** Source document **

══════════

Wednesday, June 15, 2016

Database checks help us test

Reading around what people write on testing and test automation, I get the feeling that there are these two big camps of information. There's a lot of stuff on unit test automation, and there's a lot of stuff about system test automation, in particular things like Selenium. It could just be what catches my eye, but I wanted to dedicate a small piece of writing to my one current favorite of test code we run: database checks.


Four years ago, as we were starting our efforts with automation, we focused heavily on unit tests to fail with them in various ways. We could use a lot of time creating them, but with lack of skill we ended up doing tests that lock implementation not behavior, and a maintenance nightmare. In addition, the tests never failed for anything useful. So they vanished.

Two years ago, we then focused on Selenium. The tests found relevant things, and covered ground that developers found somewhat boring to cover. But as the amount of these tests grew, so did the troubles with brittleness. We then identified the subset of tests that would run so that we'd be able to rely on their results.

Less than a year ago, we moved our unit tests from Asserts testing more towards Approval testing. It ended up helping us check complex objects without a lot of maintenance work, and encouraged the team to look for better interfaces to test through.

══════════

Saved entries
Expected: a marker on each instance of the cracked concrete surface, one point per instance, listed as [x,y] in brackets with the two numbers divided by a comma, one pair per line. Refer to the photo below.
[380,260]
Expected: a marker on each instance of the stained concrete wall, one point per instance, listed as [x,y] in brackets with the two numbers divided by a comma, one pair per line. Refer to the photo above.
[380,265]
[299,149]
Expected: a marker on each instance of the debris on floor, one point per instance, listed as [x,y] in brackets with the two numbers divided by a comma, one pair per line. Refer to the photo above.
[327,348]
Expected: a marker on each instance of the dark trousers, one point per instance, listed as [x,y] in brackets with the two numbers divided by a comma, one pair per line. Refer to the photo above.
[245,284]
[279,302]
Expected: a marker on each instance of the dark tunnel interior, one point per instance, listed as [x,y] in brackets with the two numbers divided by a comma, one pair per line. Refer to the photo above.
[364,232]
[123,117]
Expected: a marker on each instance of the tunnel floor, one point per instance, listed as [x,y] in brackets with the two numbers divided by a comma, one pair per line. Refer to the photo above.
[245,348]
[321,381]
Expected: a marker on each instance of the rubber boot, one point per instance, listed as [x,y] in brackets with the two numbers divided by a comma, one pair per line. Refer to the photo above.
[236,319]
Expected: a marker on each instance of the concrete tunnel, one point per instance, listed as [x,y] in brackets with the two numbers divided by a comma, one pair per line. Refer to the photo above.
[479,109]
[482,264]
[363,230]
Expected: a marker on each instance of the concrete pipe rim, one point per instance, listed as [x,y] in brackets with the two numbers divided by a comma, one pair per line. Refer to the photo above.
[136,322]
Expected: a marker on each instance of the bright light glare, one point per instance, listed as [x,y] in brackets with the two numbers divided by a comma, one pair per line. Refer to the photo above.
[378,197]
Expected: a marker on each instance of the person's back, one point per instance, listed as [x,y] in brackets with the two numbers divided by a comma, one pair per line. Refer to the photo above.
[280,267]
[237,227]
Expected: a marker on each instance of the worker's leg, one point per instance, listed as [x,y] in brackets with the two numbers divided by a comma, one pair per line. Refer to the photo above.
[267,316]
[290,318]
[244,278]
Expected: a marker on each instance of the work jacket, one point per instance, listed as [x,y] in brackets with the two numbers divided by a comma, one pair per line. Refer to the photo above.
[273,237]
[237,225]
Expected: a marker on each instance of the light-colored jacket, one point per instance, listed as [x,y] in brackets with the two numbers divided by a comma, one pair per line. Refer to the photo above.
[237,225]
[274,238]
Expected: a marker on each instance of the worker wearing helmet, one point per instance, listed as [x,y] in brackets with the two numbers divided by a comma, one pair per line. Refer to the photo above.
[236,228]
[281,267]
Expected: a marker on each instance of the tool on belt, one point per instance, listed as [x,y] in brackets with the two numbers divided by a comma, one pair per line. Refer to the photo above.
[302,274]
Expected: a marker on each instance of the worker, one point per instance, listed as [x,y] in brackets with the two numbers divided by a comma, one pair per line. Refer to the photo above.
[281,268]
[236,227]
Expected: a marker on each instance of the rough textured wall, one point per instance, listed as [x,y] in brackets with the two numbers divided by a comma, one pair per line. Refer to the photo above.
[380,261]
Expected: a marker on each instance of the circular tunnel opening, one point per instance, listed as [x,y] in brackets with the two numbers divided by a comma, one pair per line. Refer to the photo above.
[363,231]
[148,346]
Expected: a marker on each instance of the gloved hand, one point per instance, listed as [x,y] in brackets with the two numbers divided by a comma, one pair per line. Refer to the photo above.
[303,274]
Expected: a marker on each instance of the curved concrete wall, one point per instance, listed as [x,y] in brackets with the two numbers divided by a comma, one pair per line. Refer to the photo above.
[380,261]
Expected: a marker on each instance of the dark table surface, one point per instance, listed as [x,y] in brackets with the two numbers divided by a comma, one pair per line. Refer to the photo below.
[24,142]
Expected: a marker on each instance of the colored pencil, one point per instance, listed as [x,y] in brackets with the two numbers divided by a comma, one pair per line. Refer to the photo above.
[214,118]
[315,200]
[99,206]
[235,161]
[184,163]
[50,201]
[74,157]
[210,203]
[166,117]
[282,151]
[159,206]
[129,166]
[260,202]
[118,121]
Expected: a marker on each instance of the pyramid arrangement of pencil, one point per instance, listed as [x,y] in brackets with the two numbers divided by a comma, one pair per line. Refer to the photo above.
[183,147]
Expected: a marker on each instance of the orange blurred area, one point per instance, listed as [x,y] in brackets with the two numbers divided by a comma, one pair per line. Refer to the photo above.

══════════

** Required tasks **
1. Switch "Approval testing" to "Snapshot testing" and write out the database checks post from "Less than a" up to and including "to test through.".
2. Pick up the database checks post after its last sentence and continue writing it.

** Responses by task **
1.
Less than a year ago, we moved our unit tests from Asserts testing more towards Snapshot testing. It ended up helping us check complex objects without a lot of maintenance work, and encouraged the team to look for better interfaces to test through.

2.
I don't even remember exactly when the idea of database checks came up. There was just this recurring theme with stuff I'd find that revealed some of our functionalities broke the data. It was painful to test that, because you would only see the brokenness through other functionalities or over a longer time. So we started adding the rules of what the data should be, and made it automatic so that it would alert when I used features that messed up the data, or similarly, when users used features in production that messed up the data.

The tests weren't particularly granular. We could tell who used application in a way that triggered the database checks, but not what they were doing. We could tell the problem happened in last 24 hours, but in production there was always a delay.

Running checks in test environment with what the team was doing was more granular. But even the detective work needed to figure out what needed addressing wasn't impossible - since we knew the work existed with the checks.

Out of all the things we've done for automation, these have helped us the most. The little extensions to what a person has the energy to continuously observe on a database level finds relevant problems.


There is just one big challenge: discipline. Keeping up with the idea of considering detective work a priority, to address causes over symptoms. We're still working in untriggered volunteering of this work to share with the team.